START Data for processing

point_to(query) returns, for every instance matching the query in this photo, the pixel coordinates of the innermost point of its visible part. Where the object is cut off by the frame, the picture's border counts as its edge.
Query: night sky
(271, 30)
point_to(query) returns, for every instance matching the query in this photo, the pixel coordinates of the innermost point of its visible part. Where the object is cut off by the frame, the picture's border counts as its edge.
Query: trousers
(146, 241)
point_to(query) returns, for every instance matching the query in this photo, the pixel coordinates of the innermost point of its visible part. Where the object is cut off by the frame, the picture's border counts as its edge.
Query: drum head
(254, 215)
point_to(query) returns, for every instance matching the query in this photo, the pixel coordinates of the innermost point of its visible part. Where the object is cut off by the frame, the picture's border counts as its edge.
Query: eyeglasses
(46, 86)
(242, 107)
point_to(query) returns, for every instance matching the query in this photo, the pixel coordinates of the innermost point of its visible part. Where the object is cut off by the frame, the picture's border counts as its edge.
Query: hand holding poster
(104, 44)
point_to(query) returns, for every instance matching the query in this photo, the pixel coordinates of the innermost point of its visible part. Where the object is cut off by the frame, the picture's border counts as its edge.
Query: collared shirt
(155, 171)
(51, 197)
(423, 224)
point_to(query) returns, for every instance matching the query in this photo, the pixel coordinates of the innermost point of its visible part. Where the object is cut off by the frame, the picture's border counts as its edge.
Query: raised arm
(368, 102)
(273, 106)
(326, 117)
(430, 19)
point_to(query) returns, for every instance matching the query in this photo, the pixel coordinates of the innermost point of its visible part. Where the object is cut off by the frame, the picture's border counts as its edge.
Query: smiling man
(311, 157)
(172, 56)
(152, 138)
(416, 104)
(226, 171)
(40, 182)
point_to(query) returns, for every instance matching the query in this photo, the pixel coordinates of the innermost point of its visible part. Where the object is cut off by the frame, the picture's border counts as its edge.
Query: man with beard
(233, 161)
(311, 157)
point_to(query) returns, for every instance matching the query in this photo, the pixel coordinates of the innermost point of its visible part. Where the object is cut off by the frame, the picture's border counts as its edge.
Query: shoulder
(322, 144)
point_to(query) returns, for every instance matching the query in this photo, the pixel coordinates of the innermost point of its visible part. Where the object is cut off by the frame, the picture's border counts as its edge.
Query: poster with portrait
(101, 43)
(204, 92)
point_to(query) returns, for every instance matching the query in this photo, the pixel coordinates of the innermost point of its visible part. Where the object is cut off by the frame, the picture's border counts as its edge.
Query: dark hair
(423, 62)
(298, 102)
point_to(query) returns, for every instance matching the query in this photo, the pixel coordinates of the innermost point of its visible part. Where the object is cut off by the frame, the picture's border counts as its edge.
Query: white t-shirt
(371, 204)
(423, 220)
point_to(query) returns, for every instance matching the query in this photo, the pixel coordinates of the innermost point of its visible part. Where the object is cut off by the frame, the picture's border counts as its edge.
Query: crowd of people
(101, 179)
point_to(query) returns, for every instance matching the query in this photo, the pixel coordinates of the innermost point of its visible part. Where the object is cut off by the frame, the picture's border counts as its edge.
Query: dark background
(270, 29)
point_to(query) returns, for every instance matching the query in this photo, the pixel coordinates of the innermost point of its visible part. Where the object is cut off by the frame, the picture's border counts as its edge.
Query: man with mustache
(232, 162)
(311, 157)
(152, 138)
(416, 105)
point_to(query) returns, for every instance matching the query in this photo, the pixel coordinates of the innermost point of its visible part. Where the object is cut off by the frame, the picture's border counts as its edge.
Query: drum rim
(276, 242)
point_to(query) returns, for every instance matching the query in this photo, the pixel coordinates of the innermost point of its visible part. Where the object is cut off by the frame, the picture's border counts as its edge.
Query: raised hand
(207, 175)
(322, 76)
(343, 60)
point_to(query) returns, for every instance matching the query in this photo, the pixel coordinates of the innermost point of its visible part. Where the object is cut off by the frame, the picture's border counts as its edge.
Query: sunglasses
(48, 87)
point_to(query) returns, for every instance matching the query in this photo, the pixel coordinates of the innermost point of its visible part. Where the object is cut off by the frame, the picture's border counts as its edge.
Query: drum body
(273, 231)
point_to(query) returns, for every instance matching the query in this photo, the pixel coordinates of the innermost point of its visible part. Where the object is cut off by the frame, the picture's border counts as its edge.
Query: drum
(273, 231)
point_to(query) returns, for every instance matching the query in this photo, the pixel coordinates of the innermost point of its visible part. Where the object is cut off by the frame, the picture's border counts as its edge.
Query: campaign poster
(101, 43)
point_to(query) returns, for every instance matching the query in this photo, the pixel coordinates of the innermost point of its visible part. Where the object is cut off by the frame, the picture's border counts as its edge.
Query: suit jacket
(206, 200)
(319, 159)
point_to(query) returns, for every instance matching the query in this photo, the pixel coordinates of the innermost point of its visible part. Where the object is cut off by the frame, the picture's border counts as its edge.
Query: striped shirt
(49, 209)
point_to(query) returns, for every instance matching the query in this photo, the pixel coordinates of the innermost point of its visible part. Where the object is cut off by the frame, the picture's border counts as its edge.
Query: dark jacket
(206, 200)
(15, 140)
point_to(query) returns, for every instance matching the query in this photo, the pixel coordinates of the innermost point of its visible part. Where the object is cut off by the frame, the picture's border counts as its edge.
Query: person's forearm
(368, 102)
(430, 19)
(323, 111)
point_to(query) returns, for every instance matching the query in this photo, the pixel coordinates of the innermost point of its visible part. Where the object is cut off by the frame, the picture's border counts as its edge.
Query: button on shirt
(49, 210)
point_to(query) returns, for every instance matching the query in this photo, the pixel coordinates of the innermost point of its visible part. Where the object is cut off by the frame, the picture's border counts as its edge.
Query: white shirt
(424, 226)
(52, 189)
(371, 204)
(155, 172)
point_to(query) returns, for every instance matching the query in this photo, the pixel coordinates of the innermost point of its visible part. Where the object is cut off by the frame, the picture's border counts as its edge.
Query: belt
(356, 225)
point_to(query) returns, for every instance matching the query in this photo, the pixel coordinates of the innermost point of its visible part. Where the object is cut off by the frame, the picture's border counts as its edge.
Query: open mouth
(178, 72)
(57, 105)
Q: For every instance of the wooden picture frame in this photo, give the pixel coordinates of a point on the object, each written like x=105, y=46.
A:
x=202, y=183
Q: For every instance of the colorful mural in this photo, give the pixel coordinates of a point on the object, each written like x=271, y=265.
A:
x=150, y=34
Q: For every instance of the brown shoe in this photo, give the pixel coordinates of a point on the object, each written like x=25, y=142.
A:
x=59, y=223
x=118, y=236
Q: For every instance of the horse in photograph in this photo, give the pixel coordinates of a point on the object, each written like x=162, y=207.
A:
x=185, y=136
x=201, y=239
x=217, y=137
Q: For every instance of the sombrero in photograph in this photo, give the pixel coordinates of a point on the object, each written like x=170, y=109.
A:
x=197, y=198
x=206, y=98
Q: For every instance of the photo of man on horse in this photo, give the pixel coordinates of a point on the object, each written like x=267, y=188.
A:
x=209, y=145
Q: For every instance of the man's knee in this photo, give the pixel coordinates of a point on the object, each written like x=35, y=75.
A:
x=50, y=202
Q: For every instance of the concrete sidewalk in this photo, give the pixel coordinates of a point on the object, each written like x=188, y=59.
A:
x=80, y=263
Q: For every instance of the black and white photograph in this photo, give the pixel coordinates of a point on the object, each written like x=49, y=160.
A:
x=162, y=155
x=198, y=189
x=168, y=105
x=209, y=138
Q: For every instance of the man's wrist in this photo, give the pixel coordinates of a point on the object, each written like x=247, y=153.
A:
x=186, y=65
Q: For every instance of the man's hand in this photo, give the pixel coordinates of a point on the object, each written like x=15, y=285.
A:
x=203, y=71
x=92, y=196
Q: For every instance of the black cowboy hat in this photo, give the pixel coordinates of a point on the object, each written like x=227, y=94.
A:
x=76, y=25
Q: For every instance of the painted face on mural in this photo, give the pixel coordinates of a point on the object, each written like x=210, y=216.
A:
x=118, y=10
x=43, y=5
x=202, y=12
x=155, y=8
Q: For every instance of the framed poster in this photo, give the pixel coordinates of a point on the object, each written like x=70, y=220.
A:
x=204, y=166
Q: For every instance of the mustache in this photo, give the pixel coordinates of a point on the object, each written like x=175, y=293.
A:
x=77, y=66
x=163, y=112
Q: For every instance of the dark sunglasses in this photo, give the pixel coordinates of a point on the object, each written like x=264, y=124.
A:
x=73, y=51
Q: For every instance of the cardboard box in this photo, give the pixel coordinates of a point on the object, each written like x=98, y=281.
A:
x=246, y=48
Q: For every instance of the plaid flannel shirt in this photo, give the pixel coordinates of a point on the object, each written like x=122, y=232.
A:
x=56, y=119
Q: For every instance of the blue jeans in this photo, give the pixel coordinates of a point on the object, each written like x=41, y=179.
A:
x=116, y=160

END Data for processing
START Data for processing

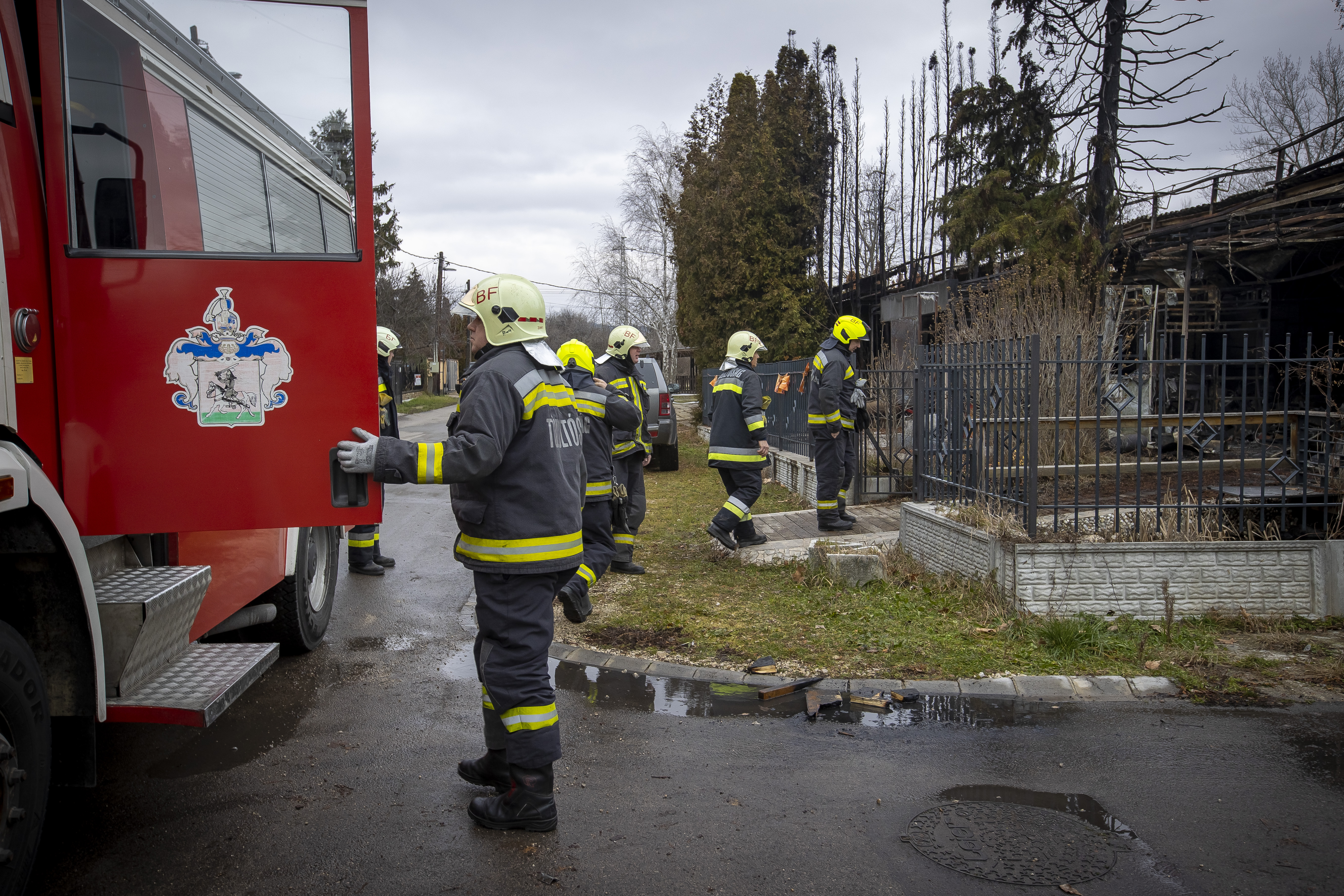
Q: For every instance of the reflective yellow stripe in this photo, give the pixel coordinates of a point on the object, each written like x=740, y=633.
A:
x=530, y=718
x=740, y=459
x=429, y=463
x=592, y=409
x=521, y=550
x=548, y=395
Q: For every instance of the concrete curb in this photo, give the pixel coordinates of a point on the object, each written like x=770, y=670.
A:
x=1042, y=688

END Data for processing

▸ **Description of the task**: Show, from the material above, each line that includes the string "photograph".

▸ **Exercise solution**:
Q: For every instance of the horse in photograph in this photo, give the pixel coordinates of a point on the object, each written like x=162, y=207.
Q: For every instance of the sombrero in photograph in this photo, give the pixel coordinates of a point on the object, each written like x=170, y=109.
Q: For every instance of the black and white photograph in this photo, give the pixel coordinates of a point on the object, each written like x=49, y=160.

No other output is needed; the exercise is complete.